### SUPPLIED RECORDS:
● ● ● ● ●
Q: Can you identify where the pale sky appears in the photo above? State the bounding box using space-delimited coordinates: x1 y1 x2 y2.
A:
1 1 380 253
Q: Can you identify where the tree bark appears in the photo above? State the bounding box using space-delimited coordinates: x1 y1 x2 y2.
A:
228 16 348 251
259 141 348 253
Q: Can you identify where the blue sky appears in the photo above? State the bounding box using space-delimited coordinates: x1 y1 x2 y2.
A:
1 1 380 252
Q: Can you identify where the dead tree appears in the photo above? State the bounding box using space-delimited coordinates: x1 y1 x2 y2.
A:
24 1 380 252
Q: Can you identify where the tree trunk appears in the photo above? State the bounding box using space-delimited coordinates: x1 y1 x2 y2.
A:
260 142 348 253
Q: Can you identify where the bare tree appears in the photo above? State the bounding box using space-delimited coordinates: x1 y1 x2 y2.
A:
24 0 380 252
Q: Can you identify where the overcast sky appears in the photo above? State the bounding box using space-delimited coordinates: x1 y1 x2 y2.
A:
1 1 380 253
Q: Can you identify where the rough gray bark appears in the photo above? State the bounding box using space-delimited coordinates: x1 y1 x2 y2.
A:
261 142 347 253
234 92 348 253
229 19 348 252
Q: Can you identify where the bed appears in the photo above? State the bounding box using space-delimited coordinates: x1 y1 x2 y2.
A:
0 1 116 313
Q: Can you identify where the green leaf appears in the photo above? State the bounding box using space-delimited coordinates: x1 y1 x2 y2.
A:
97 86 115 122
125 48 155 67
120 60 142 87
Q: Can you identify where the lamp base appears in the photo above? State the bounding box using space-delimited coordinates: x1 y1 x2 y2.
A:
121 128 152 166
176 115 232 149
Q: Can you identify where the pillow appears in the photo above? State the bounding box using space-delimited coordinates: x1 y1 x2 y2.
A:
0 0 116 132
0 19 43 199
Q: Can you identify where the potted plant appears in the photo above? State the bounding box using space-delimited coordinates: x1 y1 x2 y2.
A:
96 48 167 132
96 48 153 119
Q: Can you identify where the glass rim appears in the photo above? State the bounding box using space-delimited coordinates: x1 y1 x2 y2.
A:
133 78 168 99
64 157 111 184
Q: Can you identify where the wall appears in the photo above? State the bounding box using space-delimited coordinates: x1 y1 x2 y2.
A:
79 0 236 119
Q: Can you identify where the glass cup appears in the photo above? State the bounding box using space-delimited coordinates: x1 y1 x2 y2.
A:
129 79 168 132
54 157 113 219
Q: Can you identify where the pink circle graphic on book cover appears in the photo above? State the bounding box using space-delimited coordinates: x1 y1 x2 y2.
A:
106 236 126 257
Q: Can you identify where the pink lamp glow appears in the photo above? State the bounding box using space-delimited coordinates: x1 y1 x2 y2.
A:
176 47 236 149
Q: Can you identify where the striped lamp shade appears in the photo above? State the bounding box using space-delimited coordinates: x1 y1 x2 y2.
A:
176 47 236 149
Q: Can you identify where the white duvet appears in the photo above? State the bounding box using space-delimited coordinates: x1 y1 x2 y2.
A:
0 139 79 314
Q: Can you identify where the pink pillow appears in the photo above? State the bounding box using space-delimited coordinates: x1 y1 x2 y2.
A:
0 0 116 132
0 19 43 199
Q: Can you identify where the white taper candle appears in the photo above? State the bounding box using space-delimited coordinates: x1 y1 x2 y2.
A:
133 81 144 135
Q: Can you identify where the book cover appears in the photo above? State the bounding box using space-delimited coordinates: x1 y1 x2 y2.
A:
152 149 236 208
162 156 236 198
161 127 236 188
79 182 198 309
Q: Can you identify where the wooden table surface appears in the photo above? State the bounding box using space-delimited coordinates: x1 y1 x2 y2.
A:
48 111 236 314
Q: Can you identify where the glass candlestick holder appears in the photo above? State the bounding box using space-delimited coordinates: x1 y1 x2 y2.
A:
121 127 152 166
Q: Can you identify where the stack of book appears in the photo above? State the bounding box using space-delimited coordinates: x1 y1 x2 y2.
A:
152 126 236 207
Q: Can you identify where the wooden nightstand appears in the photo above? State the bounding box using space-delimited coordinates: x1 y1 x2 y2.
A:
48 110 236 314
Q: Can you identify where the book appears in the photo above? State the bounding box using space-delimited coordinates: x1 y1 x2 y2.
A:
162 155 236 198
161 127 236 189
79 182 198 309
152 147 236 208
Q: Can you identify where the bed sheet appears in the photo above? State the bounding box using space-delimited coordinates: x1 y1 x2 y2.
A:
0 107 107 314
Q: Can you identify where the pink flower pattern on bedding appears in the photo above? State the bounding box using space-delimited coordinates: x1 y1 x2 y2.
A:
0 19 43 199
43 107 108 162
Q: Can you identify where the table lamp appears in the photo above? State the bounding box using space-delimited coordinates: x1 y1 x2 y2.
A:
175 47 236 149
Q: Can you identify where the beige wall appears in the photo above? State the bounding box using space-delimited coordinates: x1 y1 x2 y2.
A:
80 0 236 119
● ● ● ● ●
### REQUIRED ACTION:
Nothing in the listing should be left out; repeat it exactly.

### RESPONSE TO THE TASK:
Q: Can you identify where the pale sky appears in the photo above? State the bounding box using space-delimited coordinates: x1 y1 x2 y2.
A:
1 1 380 253
Q: Can you identify where the tree bark appears in the photo above? State the bounding box using space-delimited coordinates: x1 y1 x2 y2.
A:
228 16 348 251
259 141 348 253
Q: Can you identify where the blue sky appears in the photo above? State the bounding box using space-delimited coordinates: x1 y1 x2 y2.
A:
1 1 380 252
Q: Can you identify where the dead tree appears in the photo above? State the bounding box using space-delimited coordinates: x1 y1 x2 y2.
A:
24 1 380 252
Q: Can you identify where the tree trunk appears in the photo above? State the bounding box using space-delimited coordinates: x1 y1 x2 y2.
A:
260 142 348 253
Q: Can you identify where the bare tree appears in the photo above? State the bounding box using space-delimited coordinates: x1 y1 x2 y2.
A:
24 0 380 252
Q: Can you identify where the overcast sky appears in the photo above? State the bounding box using space-delimited coordinates: x1 y1 x2 y2.
A:
1 1 380 253
Q: Can you identify where the rough gray bark appears in the photo above? State the bounding box using space-delimited coordinates: x1 y1 x2 y2.
A:
261 142 347 253
234 92 348 253
229 19 348 252
Q: Can you identify where the bed appears in the photo above? State the bounding box using space-delimited coordinates: x1 y1 x2 y2.
A:
0 1 116 313
Q: Can you identify where the green leaf appears in the photo above? State the bounding box using space-delimited coordinates: x1 y1 x2 y2.
A:
97 86 115 122
125 48 155 67
120 60 142 87
Q: Can you identify where the lamp base appears in the photo above? State the bounding box using space-delimited coordinates: x1 y1 x2 y2.
A:
121 128 152 166
176 115 232 149
Q: Can you identify where the pillow appears in the photo above? State the bounding box using space-delimited coordinates: x1 y1 x2 y2.
A:
0 0 116 132
0 19 43 199
Q: Can you identify where the potted plant appears in the photo above? State the bounding box using space-delimited coordinates: x1 y1 x2 y2.
A:
96 48 167 132
96 48 153 119
Q: Can you identify where the glass rim appears in the photo above? State the bounding box using space-delimited coordinates: x1 y1 x2 y2.
A:
133 78 168 99
64 157 111 184
Q: Can you identify where the wall appears in the photo above? State the bounding box using space-delimited coordinates: x1 y1 x2 y2.
A:
79 0 236 119
Q: Can you identify where the glass cup appears in the photo above? State the bounding box using space-delimited coordinates: x1 y1 x2 y2.
A:
129 79 168 132
54 157 113 219
Q: Can you identify where the pink circle graphic on book cover appears in the photo above? State the bounding box using space-delimited coordinates: x1 y1 x2 y2.
A:
106 236 126 257
Q: Can you identify where the pink lamp glow appears in the photo above? State the bounding box using space-delimited coordinates: x1 y1 x2 y2.
A:
176 47 236 149
Q: Can you identify where the striped lamp shade appears in the photo above? State the bounding box using space-delimited coordinates: x1 y1 x2 y2.
A:
176 47 236 149
Q: Can you identify where the white duvet appears in the photo above? State the bounding box using space-delimited coordinates: x1 y1 x2 y2.
A:
0 139 79 314
Q: Can you identify where the pink pillow appears in the photo above? State the bounding box using space-delimited coordinates: x1 y1 x2 y2.
A:
0 0 116 132
0 19 43 199
Q: Can you identify where the white taper candle appears in the photo above? State the bounding box using space-delimited coordinates: x1 y1 x2 y2.
A:
133 81 144 135
Q: Can you identify where the book cover appears in the photo above? State the bounding box using space-delimited coordinates: x1 y1 x2 y2.
A:
152 149 236 208
162 156 236 198
161 127 236 188
79 182 198 309
Q: Can you identify where the wooden table surface appears in the photo above? State the bounding box using space-delimited coordinates: x1 y1 x2 y2.
A:
48 111 236 314
Q: Can you identify where the glass candlestick holder appears in the photo above? State the bounding box using space-delimited coordinates: x1 y1 x2 y2.
A:
121 127 152 166
Q: Can you identify where the stack of book appears in the photo above? State the bounding box using space-delimited coordinates: x1 y1 x2 y2.
A:
152 126 236 207
Q: Can you identify where the wooden nightstand appears in the photo above? State the bounding box using space-delimited coordinates: x1 y1 x2 y2.
A:
48 110 236 314
Q: Can you identify where the book appears in the photo above? State the bounding box using space-delimited coordinates: x1 y1 x2 y2.
A:
162 155 236 198
161 127 236 189
79 182 198 309
152 147 236 208
Q: Can you identify where the bed sheet appears in the photo above? State the bounding box using space-delimited coordinates: x1 y1 x2 y2.
A:
0 107 107 314
Q: Can you identify where the pink flower pattern on bedding appears in the photo above? State the bounding box using space-delimited coordinates: x1 y1 x2 y2.
A:
0 19 43 199
43 107 108 162
Q: Can you identify where the table lamp appears in the photo above? State the bounding box using space-delimited coordinates: x1 y1 x2 y2.
A:
175 47 236 149
Q: Can you identify where the beige wall appears in the photo above? State the bounding box using space-delimited coordinates: x1 y1 x2 y2.
A:
80 0 236 119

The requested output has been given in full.